_WORK REQUEST_.
Decide whether each statement agrees with the text below on Affordable Care Act enrollment funds. Answer yes or no for each and quote the words of the text that decide it. 1. The unused funds from fiscal years 2018-2020 added up to over $1 billion. 2. Expanding ACA subsidies can be done by executive action. 3. Trump provided a special enrollment period for people who became uninsured during the pandemic.

_TEXT_.

*** Block opens ***

Former President Donald Trump significantly reduced spending on enrollment efforts in the Affordable Care Act, leaving President Joe Biden with around $1 billion in unused funds to spend on healthcare, according to the Kaiser Family Foundation.

In a new report released on Monday, the Kaiser Family Foundation found that over fiscal years 2018-2020, the Trump administration reduced funding on key activities that support healthcare enrollment, including marketing and outreach, the Healthcare.gov website, and the federal marketplace call center. The unused funds over those years accumulated to over $1 billion, and Biden will likely use those funds to revamp enrollment efforts in upcoming executive actions.

“It appears that more than $1 billion in unspent federal user fee revenue has accumulated and could be used to invest in changes that would make it easier for consumers to enroll in health coverage,” the report states. 

According to sources familiar with the plan, Biden on Thursday will take actions to strengthen Medicaid and start an open enrollment period under the ACA, and as indicated in the report, Biden can use the leftover funds to further those goals. This comes in response to his predecessor’s weakening of Medicaid, which Biden consistently pledged to reverse.

Although some of Biden’s healthcare proposals will require congressional action, like expanding ACA subsidies, reforming the enrollment process can be done by executive action, according to the report, which is made easier by the leftover unspent funds.

“The availability of unspent, carryover user fee revenue could make possible immediate investments in marketing and outreach, support for enrollment assistance, and other improvements,” the report said.

According to the U.S. Census Bureau, 2.3 million more people became uninsured between 2016 and 2019, and with Trump declining to provide a special enrollment period for those who became uninsured during the pandemic, Biden said he would favor doing so.

*** Block closes ***

_LISTED ENTRIES_.
*** Block opens ***

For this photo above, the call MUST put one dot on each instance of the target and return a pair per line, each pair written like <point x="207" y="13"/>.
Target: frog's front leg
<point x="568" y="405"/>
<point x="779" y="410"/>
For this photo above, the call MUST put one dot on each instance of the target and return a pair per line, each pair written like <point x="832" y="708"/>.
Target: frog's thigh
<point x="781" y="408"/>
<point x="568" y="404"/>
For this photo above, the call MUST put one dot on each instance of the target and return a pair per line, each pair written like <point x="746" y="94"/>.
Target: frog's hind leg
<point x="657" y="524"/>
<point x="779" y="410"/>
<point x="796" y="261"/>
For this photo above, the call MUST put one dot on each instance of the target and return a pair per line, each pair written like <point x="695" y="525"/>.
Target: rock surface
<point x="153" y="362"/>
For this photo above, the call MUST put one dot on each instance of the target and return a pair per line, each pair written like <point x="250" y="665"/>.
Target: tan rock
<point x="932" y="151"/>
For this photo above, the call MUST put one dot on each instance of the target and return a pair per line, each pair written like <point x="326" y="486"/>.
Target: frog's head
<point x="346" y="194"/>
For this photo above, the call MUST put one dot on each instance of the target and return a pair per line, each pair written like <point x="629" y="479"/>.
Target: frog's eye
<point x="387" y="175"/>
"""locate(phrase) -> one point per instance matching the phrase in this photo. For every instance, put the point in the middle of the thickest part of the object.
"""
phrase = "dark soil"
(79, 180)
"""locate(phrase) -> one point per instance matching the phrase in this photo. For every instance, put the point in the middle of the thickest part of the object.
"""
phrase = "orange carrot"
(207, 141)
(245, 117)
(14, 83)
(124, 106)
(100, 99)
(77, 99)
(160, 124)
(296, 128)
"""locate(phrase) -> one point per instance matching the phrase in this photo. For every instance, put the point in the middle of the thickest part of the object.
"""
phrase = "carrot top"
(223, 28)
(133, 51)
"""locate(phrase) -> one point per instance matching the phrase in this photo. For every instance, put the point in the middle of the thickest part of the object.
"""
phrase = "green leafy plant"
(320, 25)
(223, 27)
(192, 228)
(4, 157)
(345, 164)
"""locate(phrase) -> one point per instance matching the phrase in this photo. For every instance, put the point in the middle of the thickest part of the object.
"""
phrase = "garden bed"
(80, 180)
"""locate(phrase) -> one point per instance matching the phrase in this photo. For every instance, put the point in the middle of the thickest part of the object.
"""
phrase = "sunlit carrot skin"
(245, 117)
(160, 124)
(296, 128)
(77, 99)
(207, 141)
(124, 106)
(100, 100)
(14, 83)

*** Block closes ***

_TASK OUTPUT_.
1. Yes: "The unused funds over those years accumulated to over $1 billion"
2. No: "some of Biden’s healthcare proposals will require congressional action, like expanding ACA subsidies"
3. No: "Trump declining to provide a special enrollment period for those who became uninsured during the pandemic"